§ **Tasks for this exercise**
A: List the titles of all the books recommended in the children's literature list.
B: Pick up the children's literature recommendation list after its last entry and continue it.
··· Passage for review
CC recommends: Children’s literature
Ages ten and up
Blue Balliett, The Danger Box. Zoomy's arrival in a basket and his quirky mannerisms are as mysterious as the treasure he finds stashed in the shed. Fiendish strangers, a blazing fire and a "firecracker girl" keep readers focused on Zoomy's quest for answers about himself and the dangerous box.
Clare Vanderpool, Moon Over Manifest. When Abilene jumps from the train in Manifest, she sets out to find the truth about her father, who has sent her to live with a bootlegger turned preacher. She unveils the secret of a town of immigrants who once suffered under a greedy mine owner and a haunting past.
Ages 12 and up
Caroline B. Cooney, If the Witness Lied. Jack Fountain's life is a mess. His mother died choosing to forego cancer treatment so that her fourth child could be born healthy. Jack's father meets a tragic (and puzzling) death on the family's property. Left to hold the family together, Jack watches his siblings drift apart. But within 24 hours hope emerges for this broken family.
······
··· Available data
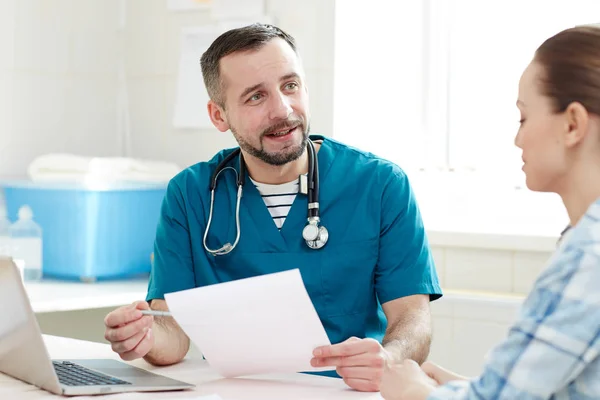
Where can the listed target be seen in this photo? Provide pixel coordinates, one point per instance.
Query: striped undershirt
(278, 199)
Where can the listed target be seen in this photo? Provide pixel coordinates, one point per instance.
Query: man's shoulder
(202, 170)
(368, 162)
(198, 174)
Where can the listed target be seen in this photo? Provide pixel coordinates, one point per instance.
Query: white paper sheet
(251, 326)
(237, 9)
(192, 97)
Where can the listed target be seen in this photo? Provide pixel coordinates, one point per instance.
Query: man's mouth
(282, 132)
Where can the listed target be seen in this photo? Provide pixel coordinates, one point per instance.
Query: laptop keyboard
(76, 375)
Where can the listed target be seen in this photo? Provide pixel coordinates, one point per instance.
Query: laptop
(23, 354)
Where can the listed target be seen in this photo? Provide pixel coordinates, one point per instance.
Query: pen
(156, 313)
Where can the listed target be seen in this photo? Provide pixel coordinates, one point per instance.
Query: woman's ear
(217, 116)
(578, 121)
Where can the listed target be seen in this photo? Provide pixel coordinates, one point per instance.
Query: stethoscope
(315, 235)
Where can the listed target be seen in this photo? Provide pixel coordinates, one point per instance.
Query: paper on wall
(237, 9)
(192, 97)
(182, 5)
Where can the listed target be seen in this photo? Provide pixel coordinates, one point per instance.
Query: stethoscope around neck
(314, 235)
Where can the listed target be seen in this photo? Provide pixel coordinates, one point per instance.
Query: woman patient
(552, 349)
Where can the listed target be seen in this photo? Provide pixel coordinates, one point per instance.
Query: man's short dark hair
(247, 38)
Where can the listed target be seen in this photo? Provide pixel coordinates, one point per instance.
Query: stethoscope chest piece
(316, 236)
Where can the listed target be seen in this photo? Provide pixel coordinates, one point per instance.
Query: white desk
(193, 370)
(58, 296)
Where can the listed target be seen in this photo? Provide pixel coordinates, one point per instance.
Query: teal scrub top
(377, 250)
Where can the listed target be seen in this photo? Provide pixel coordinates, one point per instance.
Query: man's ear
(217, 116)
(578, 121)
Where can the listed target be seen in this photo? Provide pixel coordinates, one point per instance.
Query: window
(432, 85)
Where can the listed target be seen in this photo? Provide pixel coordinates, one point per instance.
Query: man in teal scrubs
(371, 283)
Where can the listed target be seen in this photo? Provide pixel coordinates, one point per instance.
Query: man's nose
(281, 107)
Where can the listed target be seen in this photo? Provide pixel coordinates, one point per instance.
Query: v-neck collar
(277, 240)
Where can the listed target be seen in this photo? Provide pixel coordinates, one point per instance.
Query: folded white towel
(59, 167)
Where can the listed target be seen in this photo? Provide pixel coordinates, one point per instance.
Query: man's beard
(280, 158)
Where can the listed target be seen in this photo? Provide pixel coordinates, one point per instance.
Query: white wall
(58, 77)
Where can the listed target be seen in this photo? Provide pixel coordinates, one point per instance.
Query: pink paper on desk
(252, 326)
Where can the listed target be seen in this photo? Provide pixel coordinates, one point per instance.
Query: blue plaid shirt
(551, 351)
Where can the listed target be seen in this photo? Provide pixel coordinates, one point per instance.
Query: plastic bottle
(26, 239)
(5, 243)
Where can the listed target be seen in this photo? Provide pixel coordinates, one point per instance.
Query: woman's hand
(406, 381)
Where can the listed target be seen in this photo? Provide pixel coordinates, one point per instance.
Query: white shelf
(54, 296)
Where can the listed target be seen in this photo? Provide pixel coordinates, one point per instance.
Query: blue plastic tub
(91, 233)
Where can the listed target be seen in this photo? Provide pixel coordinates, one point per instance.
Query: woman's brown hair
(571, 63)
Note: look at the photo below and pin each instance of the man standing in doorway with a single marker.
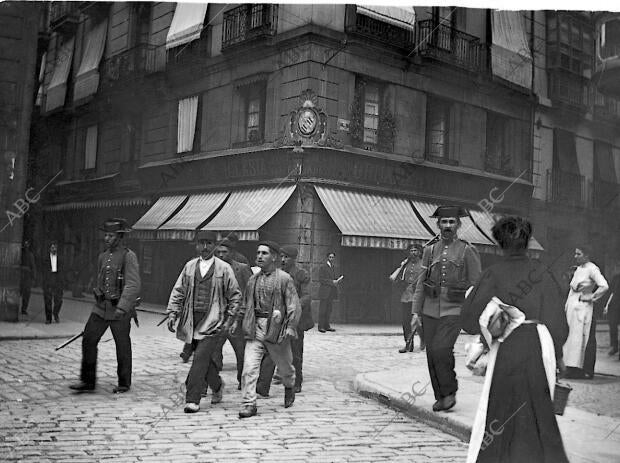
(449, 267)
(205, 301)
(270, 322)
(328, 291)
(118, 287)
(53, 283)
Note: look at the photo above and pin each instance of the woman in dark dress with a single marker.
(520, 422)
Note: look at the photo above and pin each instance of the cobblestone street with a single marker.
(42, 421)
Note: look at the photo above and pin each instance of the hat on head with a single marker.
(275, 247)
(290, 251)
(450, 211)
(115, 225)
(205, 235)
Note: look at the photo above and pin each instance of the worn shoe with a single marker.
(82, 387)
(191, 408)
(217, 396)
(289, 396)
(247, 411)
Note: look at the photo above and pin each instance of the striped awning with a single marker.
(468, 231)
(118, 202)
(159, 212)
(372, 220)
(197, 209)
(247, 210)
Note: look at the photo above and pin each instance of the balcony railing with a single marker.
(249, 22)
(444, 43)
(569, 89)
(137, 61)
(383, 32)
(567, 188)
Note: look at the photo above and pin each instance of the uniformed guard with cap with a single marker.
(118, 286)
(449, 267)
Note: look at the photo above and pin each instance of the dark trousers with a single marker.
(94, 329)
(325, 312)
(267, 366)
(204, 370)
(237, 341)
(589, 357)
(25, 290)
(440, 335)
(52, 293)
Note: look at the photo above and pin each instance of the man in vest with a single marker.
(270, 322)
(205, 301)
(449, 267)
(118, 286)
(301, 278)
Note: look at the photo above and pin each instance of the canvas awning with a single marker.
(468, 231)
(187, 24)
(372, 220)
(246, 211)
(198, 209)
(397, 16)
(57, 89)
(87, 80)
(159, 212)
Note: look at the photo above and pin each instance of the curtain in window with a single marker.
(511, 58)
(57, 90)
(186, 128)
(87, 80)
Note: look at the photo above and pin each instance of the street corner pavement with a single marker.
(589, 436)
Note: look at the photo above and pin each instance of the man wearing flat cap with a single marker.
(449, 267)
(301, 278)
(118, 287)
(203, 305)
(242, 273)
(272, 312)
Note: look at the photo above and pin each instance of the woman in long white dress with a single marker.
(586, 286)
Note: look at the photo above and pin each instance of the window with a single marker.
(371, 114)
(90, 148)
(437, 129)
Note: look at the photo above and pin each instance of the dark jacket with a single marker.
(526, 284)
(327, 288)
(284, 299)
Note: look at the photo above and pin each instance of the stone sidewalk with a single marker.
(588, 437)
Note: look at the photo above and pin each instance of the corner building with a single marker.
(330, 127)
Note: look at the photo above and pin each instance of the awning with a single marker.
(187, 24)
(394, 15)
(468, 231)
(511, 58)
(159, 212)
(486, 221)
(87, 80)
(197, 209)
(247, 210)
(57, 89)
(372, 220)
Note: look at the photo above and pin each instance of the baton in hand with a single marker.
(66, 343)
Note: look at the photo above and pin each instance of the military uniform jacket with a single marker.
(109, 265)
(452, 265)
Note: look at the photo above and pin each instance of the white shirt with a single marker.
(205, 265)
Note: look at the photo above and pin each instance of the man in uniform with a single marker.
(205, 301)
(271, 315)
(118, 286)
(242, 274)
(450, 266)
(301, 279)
······
§ **Results of the tasks**
A:
The Danger Box
Moon Over Manifest
If the Witness Lied

B:
Deborah Heiligman, Charles and Emma: The Darwins' Leap of Faith. This nonfiction account provides a new perspective on the scientist and his life. Focusing often on Darwin's wife, Emma—who took an opposite stance from his on religion and the afterlife—these stories offer a sensitive and personal glimpse into the man, his lingering illnesses and his sincere devotion to his eight children and beloved wife.
Kristen Landon, The Limit. "An eighth-grade girl was taken today," the first line goes, and readers are caught up in this tale of a government that tracks families' spending habits. When Matt's parents become financially irresponsible, he is transported to a workhouse where he is tested and assigned a job that will help him earn enough money to satisfy the money monitors.
Adam Gidwitz, A Tale Dark and Grimm. For those who long for the Grimm tales as they were—grim—this lively retelling will lead you along a Hansel and Gretel path unlike any you've traveled. Interweaving the candy house kids with eight other narratives, the author relates some of the more gruesome moments in the Grimm collection. These stories are not for the fainthearted. Enter with caution and prepared to laugh.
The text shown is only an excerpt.